## 課題文
下にあるウォレスとグルミットについての文章を、最後の一文の後から引き継いで書き進めてください。

2017年6月、ウォレスの声を担当した俳優ピーター・サリスが亡くなりました。
彼は世界中のファンを魅了し、その優しく特徴的な声はニック・パークの生み出したキャラクターに命を吹き込みました。
ニックは、「ピーターのユニークでチャーミングな個性と、愛嬌のある演技のおかげでウォレスが完成したのです。彼が『大変、クラッカーがない、グルミット!』、『このトーストは良く焼けてるね、グルミット!』、『チーーーーズ!』といったセリフが、ウォレスの大きな口の決め手になったんです。
ピーターのような人にはなかなか出会えません。彼はスクリーンの中でも外でもかけがえのない人でした。彼と出会えたことを心から誇りに思います。」と語りました。
ウォレスとグルミットの30周年を記念する特別な年。
『チーズ・ホリデー』は、1989年11月4日に初放送され、2019年はアードマン・スタジオにとっての30年の節目となります。この記念すべき第1作目と、これに続くウォレスとグルミットの冒険が、世界中のあらゆる世代のファンに愛され続けています。
待望の「ウォレスとグルミット」新作公開決定!(2025年公開予定)

## 掲載エントリ
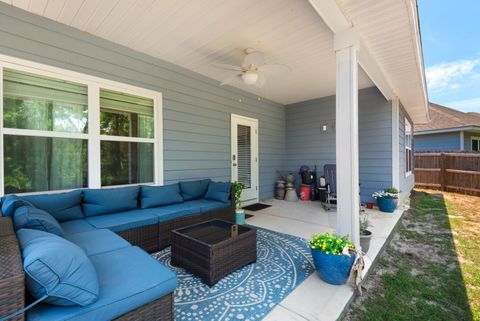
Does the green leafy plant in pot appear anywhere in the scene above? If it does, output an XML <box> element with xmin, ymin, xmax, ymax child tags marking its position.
<box><xmin>372</xmin><ymin>187</ymin><xmax>400</xmax><ymax>213</ymax></box>
<box><xmin>360</xmin><ymin>214</ymin><xmax>373</xmax><ymax>253</ymax></box>
<box><xmin>232</xmin><ymin>181</ymin><xmax>245</xmax><ymax>224</ymax></box>
<box><xmin>308</xmin><ymin>232</ymin><xmax>355</xmax><ymax>285</ymax></box>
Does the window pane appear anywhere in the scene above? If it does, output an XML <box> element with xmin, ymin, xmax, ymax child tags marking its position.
<box><xmin>4</xmin><ymin>135</ymin><xmax>88</xmax><ymax>194</ymax></box>
<box><xmin>101</xmin><ymin>141</ymin><xmax>153</xmax><ymax>186</ymax></box>
<box><xmin>100</xmin><ymin>89</ymin><xmax>154</xmax><ymax>138</ymax></box>
<box><xmin>3</xmin><ymin>69</ymin><xmax>88</xmax><ymax>133</ymax></box>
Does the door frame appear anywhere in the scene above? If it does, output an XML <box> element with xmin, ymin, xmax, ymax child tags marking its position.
<box><xmin>230</xmin><ymin>114</ymin><xmax>260</xmax><ymax>205</ymax></box>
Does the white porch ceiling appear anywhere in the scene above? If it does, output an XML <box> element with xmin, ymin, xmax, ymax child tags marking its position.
<box><xmin>1</xmin><ymin>0</ymin><xmax>376</xmax><ymax>104</ymax></box>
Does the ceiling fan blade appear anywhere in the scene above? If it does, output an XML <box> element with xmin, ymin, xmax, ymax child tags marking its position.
<box><xmin>242</xmin><ymin>51</ymin><xmax>265</xmax><ymax>68</ymax></box>
<box><xmin>212</xmin><ymin>63</ymin><xmax>242</xmax><ymax>71</ymax></box>
<box><xmin>259</xmin><ymin>64</ymin><xmax>292</xmax><ymax>76</ymax></box>
<box><xmin>220</xmin><ymin>74</ymin><xmax>242</xmax><ymax>86</ymax></box>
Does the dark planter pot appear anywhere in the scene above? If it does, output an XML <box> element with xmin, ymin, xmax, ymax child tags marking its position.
<box><xmin>360</xmin><ymin>230</ymin><xmax>372</xmax><ymax>253</ymax></box>
<box><xmin>377</xmin><ymin>198</ymin><xmax>398</xmax><ymax>213</ymax></box>
<box><xmin>311</xmin><ymin>249</ymin><xmax>355</xmax><ymax>285</ymax></box>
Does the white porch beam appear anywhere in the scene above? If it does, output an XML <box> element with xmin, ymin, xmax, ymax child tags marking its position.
<box><xmin>392</xmin><ymin>97</ymin><xmax>400</xmax><ymax>190</ymax></box>
<box><xmin>309</xmin><ymin>0</ymin><xmax>396</xmax><ymax>100</ymax></box>
<box><xmin>335</xmin><ymin>38</ymin><xmax>360</xmax><ymax>248</ymax></box>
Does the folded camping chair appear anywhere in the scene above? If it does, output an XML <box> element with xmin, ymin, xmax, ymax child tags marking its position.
<box><xmin>323</xmin><ymin>164</ymin><xmax>337</xmax><ymax>210</ymax></box>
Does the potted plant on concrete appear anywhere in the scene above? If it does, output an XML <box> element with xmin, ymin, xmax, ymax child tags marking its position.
<box><xmin>372</xmin><ymin>187</ymin><xmax>399</xmax><ymax>213</ymax></box>
<box><xmin>232</xmin><ymin>181</ymin><xmax>245</xmax><ymax>224</ymax></box>
<box><xmin>360</xmin><ymin>214</ymin><xmax>373</xmax><ymax>253</ymax></box>
<box><xmin>308</xmin><ymin>232</ymin><xmax>355</xmax><ymax>285</ymax></box>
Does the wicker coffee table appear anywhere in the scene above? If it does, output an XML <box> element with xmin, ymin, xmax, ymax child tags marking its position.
<box><xmin>172</xmin><ymin>220</ymin><xmax>257</xmax><ymax>286</ymax></box>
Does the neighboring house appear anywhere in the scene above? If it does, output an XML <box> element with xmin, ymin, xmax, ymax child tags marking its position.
<box><xmin>414</xmin><ymin>103</ymin><xmax>480</xmax><ymax>152</ymax></box>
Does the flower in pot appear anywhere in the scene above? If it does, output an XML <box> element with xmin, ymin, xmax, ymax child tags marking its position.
<box><xmin>360</xmin><ymin>214</ymin><xmax>373</xmax><ymax>253</ymax></box>
<box><xmin>232</xmin><ymin>181</ymin><xmax>245</xmax><ymax>224</ymax></box>
<box><xmin>308</xmin><ymin>232</ymin><xmax>355</xmax><ymax>285</ymax></box>
<box><xmin>372</xmin><ymin>187</ymin><xmax>399</xmax><ymax>213</ymax></box>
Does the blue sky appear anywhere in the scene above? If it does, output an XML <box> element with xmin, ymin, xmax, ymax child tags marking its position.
<box><xmin>418</xmin><ymin>0</ymin><xmax>480</xmax><ymax>112</ymax></box>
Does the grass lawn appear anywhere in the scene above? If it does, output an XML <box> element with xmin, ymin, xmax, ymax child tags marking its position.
<box><xmin>345</xmin><ymin>190</ymin><xmax>480</xmax><ymax>321</ymax></box>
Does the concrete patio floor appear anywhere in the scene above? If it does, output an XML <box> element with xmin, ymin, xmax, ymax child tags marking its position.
<box><xmin>246</xmin><ymin>199</ymin><xmax>408</xmax><ymax>321</ymax></box>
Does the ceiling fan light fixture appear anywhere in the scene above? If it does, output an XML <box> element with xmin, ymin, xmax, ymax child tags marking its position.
<box><xmin>242</xmin><ymin>71</ymin><xmax>258</xmax><ymax>85</ymax></box>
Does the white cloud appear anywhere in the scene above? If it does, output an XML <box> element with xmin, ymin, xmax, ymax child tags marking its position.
<box><xmin>426</xmin><ymin>58</ymin><xmax>480</xmax><ymax>93</ymax></box>
<box><xmin>445</xmin><ymin>97</ymin><xmax>480</xmax><ymax>113</ymax></box>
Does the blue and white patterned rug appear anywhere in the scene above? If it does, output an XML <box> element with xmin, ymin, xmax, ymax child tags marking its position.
<box><xmin>153</xmin><ymin>229</ymin><xmax>315</xmax><ymax>321</ymax></box>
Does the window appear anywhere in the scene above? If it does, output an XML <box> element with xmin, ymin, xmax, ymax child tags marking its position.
<box><xmin>405</xmin><ymin>118</ymin><xmax>413</xmax><ymax>175</ymax></box>
<box><xmin>0</xmin><ymin>56</ymin><xmax>163</xmax><ymax>195</ymax></box>
<box><xmin>472</xmin><ymin>137</ymin><xmax>480</xmax><ymax>152</ymax></box>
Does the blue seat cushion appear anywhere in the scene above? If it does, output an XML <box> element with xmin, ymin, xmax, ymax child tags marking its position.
<box><xmin>2</xmin><ymin>194</ymin><xmax>33</xmax><ymax>216</ymax></box>
<box><xmin>13</xmin><ymin>206</ymin><xmax>64</xmax><ymax>237</ymax></box>
<box><xmin>17</xmin><ymin>229</ymin><xmax>99</xmax><ymax>306</ymax></box>
<box><xmin>140</xmin><ymin>183</ymin><xmax>183</xmax><ymax>208</ymax></box>
<box><xmin>185</xmin><ymin>199</ymin><xmax>230</xmax><ymax>213</ymax></box>
<box><xmin>82</xmin><ymin>186</ymin><xmax>140</xmax><ymax>217</ymax></box>
<box><xmin>65</xmin><ymin>229</ymin><xmax>131</xmax><ymax>256</ymax></box>
<box><xmin>203</xmin><ymin>182</ymin><xmax>231</xmax><ymax>203</ymax></box>
<box><xmin>60</xmin><ymin>219</ymin><xmax>97</xmax><ymax>235</ymax></box>
<box><xmin>147</xmin><ymin>202</ymin><xmax>201</xmax><ymax>222</ymax></box>
<box><xmin>22</xmin><ymin>190</ymin><xmax>83</xmax><ymax>223</ymax></box>
<box><xmin>179</xmin><ymin>179</ymin><xmax>210</xmax><ymax>201</ymax></box>
<box><xmin>86</xmin><ymin>209</ymin><xmax>158</xmax><ymax>232</ymax></box>
<box><xmin>27</xmin><ymin>247</ymin><xmax>177</xmax><ymax>321</ymax></box>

## 実施結果
ニック・パークとクリエイティブ・ディレクターのマーリン・クロシンガムが監督を務める本作では、いつもしっかり者のグルミットが、ウォレスが自分の発明品に依存しすぎではないかと心配になる様子が描かれます。
ウォレスの発明した"スマート・ノーム"が自らの意思を持つようになり、グルミットは邪悪な力と戦い、ご主人様を救うことに…… ウォレスは二度と発明できなくなるかもしれません……!
「ウォレスとグルミット」待望の長編映画のタイトルが発表されました。
あの《フェザー・マッグロウ》が帰ってくることに……!
「ウォレスとグルミット」シリーズ作品『Wallace&Gromit:Vengeance Most Fowl(原題)』は、
この冬にイギリスのBBCとNetflixで全世界で初公開予定。